Among the entries below, find all lines that include "blurred" and copy them.

Dataset records:
━━━━

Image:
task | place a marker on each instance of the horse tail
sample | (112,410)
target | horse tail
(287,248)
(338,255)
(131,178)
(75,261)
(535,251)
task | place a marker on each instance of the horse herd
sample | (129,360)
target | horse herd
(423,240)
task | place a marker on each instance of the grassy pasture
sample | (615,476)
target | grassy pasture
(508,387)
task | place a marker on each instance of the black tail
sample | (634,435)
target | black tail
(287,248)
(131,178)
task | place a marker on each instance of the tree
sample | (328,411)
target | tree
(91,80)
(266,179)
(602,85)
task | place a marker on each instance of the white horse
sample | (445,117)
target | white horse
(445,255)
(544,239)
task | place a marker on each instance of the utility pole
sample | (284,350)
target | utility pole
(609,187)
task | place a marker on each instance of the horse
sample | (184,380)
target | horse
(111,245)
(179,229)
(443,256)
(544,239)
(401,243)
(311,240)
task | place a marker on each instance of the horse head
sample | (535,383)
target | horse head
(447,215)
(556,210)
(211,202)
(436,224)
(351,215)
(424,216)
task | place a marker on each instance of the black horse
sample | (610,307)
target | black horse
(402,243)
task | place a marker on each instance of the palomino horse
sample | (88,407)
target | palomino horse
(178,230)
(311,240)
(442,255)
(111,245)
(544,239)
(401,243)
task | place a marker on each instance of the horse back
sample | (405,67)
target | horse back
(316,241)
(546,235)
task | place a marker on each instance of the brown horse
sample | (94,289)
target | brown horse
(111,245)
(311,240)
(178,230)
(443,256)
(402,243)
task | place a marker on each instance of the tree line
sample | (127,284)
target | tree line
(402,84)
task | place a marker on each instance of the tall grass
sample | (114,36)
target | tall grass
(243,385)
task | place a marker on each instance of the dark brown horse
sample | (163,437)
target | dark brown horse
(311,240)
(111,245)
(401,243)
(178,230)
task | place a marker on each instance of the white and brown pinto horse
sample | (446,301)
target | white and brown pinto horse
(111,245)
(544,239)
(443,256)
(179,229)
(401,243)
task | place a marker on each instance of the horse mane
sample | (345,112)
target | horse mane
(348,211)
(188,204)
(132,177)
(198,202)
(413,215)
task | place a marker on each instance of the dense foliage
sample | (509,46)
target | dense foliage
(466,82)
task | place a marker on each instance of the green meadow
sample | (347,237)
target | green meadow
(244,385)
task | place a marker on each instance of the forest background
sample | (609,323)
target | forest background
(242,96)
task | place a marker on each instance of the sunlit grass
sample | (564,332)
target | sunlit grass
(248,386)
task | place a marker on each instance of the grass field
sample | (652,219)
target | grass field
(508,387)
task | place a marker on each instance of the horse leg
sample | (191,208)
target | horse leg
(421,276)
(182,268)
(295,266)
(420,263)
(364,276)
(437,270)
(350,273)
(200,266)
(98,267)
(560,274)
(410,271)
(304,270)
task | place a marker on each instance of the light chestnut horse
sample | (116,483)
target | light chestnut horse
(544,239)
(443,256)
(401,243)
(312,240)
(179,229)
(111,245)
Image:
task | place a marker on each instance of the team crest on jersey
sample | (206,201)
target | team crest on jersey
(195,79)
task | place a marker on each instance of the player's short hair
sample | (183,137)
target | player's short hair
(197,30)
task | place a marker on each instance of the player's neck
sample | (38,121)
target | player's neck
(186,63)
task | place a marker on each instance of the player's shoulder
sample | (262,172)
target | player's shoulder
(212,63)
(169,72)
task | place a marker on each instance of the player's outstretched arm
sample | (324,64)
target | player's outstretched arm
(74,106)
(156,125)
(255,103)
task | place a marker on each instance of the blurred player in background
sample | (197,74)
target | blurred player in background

━━━━

__WRITTEN SOLUTION__.
task | place a marker on each instance of the blurred player in background
target | blurred player in background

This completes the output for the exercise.